Извлечённый текст ->

════════════════════

Оба эти пиквикиста, по-видимому. принадлежат к тому же социальному слою, что и мистер Пиквик, хотя их социальное положение очерчено столь же неопределенно. Первоначально, по первой главе, они — равноправные с мистером Пиквиком члены клуба, но чем дальше развивается рассказ об их похождениях, тем более они молодеют, и в конце концов оказываются едва лишь начинающими деловую жизнь, малоопытными людьми. Возраст их неизвестен; ясно только, что они представляют поколение, следующее за Пиквиком, — то, которое начинает «благополучную» викторианскую эпоху Англии XIX века. Ничто не мешает предположить, что они, прежде чем предпринять свои похождения, состояли начинающими клерками в конторе мистера Пиквика. Во всяком случае, как они познакомились и сошлись с мистером Пиквиком. неизвестно. Когда в пятидесятой [в наст, издании — сорок пятой. Ред.] главе Диккенс посылает мистера Пиквика в Бирмингем мирить отца Уинкля с сыном, мы узнаем только, что мистер Пиквик состоял в переписке с Уинклем-старшим как наставник его отпрыска, не будучи лично с ним знаком. Были ли у мистера Пиквика какие-нибудь еще отношения, может быть деловые, с бирмингемским владельцем пристани, об этом мы не знаем. Ясно, что комбинация с перепиской придумана Диккенсом ad hoc, чтобы дать право мистеру Пиквику выступить в роли примирителя. Точно так же ad hoc сочинен ливерпульский агент, который переправляет Джингля в Демерару и который, оказывается, не раз был обязан мистеру Пиквику (гл. 48, LIII), когда тот еще вел свое, нам неизвестное дело. И точно так же ad hoc, — может быть, потому, что уже некогда было вводить в роман новых лиц, — в последней главе романа мы неожиданно узнаем, что мистер Снодграсс был сирота и мистер Пиквик в силу неизвестных отношений с неизвестным отцом мистера Снодграсса состоял опекуном последнего.
Диккенсу не нужно было бы в конце романа придумывать такую экспозицию, если бы он сразу имел в виду некоторую социальную группу, связанную реальными отношениями.
ЧАСТЬ 15
Конец и продолжение «Пиквика»

════════════════════

Исходные данные ->
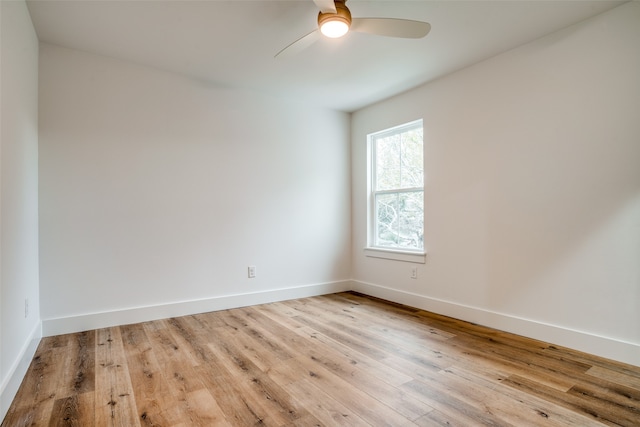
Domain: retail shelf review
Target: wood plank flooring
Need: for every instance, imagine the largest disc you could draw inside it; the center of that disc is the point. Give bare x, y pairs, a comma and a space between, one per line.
336, 360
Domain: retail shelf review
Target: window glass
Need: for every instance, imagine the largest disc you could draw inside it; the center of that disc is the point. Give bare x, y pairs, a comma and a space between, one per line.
397, 199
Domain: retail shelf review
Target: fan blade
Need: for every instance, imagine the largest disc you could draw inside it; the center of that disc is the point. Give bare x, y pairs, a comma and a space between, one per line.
391, 27
299, 45
326, 6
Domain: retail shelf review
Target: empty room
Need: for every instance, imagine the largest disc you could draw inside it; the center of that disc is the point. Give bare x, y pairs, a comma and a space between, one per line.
319, 213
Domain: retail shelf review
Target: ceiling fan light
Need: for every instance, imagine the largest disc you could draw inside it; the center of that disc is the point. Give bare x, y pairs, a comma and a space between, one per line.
335, 24
334, 28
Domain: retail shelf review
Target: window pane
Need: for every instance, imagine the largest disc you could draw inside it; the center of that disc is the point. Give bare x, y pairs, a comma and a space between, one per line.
388, 174
399, 160
411, 158
400, 222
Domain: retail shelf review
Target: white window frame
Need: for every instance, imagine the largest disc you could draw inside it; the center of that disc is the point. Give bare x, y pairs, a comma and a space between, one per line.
371, 250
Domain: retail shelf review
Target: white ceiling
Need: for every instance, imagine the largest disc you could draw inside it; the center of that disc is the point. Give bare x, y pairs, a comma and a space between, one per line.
233, 43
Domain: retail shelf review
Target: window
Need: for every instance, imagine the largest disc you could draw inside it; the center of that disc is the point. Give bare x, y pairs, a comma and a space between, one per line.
396, 218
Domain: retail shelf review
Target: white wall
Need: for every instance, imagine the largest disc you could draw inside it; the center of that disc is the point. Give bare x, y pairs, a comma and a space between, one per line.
156, 190
532, 190
19, 334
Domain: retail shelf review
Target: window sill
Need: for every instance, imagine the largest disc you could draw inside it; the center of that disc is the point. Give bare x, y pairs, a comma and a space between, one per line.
397, 255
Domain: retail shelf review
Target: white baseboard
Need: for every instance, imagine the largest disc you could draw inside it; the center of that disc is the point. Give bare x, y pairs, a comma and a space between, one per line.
18, 370
84, 322
609, 348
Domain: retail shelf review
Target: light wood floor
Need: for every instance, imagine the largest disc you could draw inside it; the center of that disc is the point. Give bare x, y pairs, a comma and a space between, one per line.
342, 359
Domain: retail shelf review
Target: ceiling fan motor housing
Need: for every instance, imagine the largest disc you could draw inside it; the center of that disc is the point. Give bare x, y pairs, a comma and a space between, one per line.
342, 14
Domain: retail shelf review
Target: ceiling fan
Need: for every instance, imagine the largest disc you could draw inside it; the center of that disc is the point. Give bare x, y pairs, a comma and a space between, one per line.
334, 20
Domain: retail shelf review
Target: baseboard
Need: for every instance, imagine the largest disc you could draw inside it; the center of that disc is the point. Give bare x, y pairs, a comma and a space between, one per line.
609, 348
84, 322
18, 370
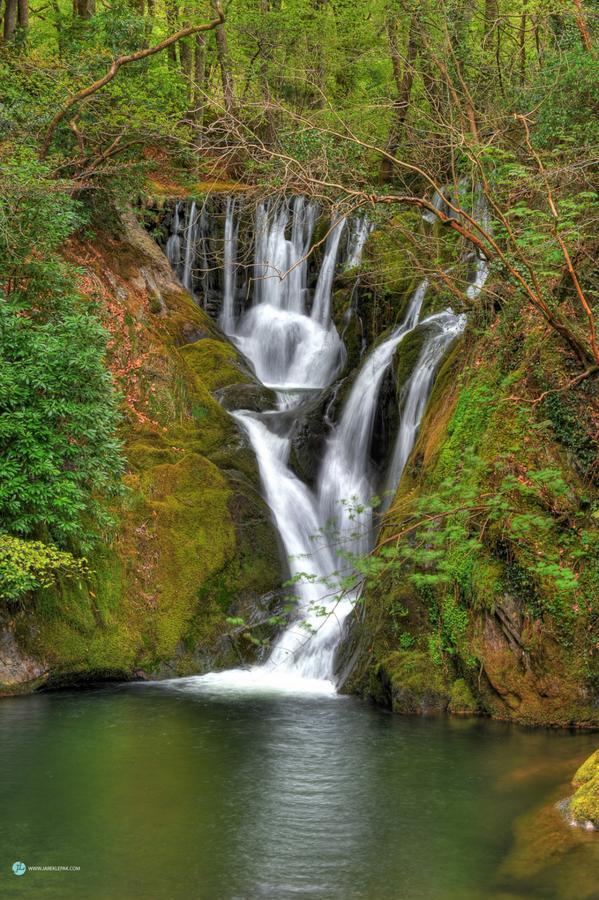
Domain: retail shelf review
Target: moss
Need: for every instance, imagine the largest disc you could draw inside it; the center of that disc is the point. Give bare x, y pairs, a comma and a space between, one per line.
462, 702
587, 771
191, 518
584, 805
407, 355
416, 685
214, 363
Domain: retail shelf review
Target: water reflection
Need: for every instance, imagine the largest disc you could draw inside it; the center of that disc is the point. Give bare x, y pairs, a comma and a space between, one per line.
158, 792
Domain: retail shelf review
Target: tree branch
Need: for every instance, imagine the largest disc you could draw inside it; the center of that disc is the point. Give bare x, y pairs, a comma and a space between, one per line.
123, 61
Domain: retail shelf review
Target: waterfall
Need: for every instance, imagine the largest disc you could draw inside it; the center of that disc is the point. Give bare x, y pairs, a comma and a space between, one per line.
359, 234
443, 329
346, 482
173, 244
321, 307
290, 339
227, 316
190, 243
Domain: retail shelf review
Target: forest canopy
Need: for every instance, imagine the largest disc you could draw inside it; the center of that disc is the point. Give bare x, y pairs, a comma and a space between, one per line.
380, 106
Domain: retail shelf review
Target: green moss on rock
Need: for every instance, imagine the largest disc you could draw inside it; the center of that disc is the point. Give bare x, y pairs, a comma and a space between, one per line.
462, 702
584, 805
417, 686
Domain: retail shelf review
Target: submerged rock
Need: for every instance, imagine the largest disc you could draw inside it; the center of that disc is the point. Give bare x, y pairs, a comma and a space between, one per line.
583, 807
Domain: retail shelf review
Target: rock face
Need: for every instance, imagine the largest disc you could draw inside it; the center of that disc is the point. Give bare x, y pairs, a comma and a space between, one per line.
501, 631
192, 542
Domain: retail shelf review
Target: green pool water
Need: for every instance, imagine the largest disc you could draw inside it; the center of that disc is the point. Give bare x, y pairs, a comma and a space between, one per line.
184, 791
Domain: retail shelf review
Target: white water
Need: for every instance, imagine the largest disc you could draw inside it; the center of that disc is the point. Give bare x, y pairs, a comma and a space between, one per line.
291, 341
357, 241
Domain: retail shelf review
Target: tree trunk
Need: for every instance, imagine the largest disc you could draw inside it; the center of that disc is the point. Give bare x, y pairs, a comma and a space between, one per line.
23, 15
582, 26
265, 54
404, 78
10, 20
222, 52
491, 20
170, 11
199, 77
84, 9
522, 43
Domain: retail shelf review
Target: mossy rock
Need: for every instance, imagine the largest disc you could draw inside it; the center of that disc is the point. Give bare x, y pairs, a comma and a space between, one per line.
462, 702
190, 518
588, 770
417, 686
584, 805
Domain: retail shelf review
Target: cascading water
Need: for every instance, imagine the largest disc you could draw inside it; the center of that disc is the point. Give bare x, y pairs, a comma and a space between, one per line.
291, 341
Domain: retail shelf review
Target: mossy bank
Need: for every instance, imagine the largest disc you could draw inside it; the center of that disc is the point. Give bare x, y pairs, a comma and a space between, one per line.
191, 544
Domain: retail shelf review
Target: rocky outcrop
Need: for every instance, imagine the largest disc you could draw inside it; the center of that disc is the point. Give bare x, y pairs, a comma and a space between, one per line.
191, 543
583, 807
506, 627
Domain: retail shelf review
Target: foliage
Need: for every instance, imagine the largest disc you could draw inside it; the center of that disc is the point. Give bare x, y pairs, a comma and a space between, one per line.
27, 566
59, 456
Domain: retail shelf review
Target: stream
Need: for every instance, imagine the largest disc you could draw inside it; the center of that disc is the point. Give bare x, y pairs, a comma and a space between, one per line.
264, 782
190, 791
287, 334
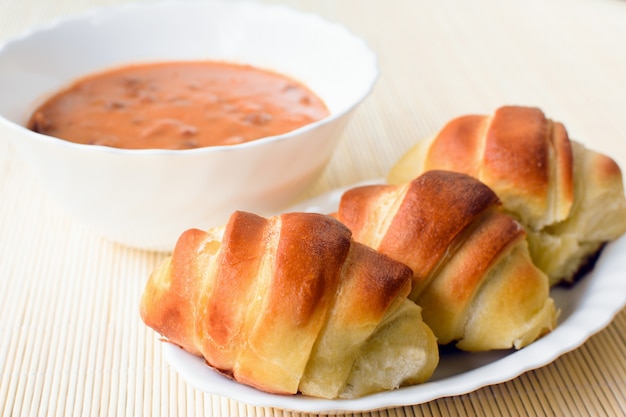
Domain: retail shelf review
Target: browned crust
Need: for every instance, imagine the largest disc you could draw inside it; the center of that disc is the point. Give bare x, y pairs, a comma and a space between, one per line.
219, 324
516, 150
458, 146
376, 280
199, 298
438, 205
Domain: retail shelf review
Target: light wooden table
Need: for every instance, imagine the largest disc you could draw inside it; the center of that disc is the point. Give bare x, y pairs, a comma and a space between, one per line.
71, 341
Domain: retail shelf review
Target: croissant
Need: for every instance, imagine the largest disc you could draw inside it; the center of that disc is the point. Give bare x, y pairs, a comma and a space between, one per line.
291, 304
473, 275
569, 198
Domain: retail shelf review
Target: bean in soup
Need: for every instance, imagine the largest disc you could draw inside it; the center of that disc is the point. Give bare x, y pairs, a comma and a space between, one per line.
178, 105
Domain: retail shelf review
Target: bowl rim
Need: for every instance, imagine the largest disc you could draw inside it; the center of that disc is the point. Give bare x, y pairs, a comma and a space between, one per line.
112, 9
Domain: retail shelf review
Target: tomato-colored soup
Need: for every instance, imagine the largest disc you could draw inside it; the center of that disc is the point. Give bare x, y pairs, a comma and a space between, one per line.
178, 105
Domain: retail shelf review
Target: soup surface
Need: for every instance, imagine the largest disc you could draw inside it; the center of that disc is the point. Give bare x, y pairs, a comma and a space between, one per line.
178, 105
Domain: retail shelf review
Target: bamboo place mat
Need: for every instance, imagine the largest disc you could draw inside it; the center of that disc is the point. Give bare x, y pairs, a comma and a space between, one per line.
71, 341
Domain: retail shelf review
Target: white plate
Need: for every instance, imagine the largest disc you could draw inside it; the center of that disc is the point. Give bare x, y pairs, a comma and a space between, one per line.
586, 308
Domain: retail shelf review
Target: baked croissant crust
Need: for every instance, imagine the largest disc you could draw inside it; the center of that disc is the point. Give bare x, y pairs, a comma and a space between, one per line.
569, 198
291, 304
473, 275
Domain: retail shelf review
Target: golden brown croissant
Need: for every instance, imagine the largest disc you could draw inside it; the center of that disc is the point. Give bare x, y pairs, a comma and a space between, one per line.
570, 199
473, 276
291, 304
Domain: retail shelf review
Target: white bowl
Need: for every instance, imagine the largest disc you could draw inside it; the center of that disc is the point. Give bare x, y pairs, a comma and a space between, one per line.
147, 198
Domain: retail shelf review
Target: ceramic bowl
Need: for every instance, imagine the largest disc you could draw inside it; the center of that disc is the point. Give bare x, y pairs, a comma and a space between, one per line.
147, 198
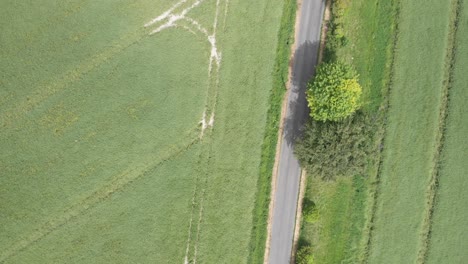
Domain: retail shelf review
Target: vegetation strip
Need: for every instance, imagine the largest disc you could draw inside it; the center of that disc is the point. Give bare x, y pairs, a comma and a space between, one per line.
448, 82
374, 193
280, 79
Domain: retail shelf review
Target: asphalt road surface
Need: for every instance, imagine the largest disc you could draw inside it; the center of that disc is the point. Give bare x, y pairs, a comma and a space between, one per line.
289, 171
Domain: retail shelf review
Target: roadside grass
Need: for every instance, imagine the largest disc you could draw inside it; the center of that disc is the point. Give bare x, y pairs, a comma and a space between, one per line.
411, 132
449, 230
339, 236
101, 157
280, 79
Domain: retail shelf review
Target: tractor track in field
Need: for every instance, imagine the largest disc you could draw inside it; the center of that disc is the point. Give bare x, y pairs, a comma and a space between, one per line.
116, 184
447, 84
368, 231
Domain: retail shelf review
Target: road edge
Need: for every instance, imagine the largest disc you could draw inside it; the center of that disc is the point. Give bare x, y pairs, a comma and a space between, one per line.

════════════════════

Задание -> Переведите на английский язык это предложение из текста о романе Диккенса: «Диккенсу не нужно было бы в конце романа придумывать такую экспозицию, если бы он сразу имел в виду некоторую социальную группу, связанную реальными отношениями.» Приведённые данные здесь никак не используются.

Ответ -> Dickens would not have needed to invent such an exposition at the end of the novel if he had had in mind from the outset a particular social group bound by real relationships.